EXTRACTED ENTRIES:
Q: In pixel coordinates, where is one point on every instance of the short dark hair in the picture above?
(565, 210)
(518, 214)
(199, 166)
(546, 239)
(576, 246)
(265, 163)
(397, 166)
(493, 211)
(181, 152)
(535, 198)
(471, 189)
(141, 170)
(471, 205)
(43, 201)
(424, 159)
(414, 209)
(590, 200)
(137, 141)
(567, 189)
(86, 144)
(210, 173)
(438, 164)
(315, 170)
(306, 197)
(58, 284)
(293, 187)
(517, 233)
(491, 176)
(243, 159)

TASK INSTRUCTIONS: Return every line of the items above unchanged.

ANSWER TO THIS PROBLEM:
Q: In pixel coordinates, where is one point on every instance of the short dark hair in the picture above?
(565, 210)
(518, 214)
(199, 166)
(546, 239)
(576, 246)
(265, 163)
(397, 166)
(493, 211)
(181, 152)
(535, 198)
(471, 189)
(141, 170)
(471, 205)
(43, 201)
(424, 159)
(414, 209)
(590, 200)
(137, 141)
(567, 189)
(86, 144)
(210, 173)
(438, 164)
(315, 170)
(306, 197)
(58, 284)
(293, 187)
(517, 233)
(491, 176)
(243, 159)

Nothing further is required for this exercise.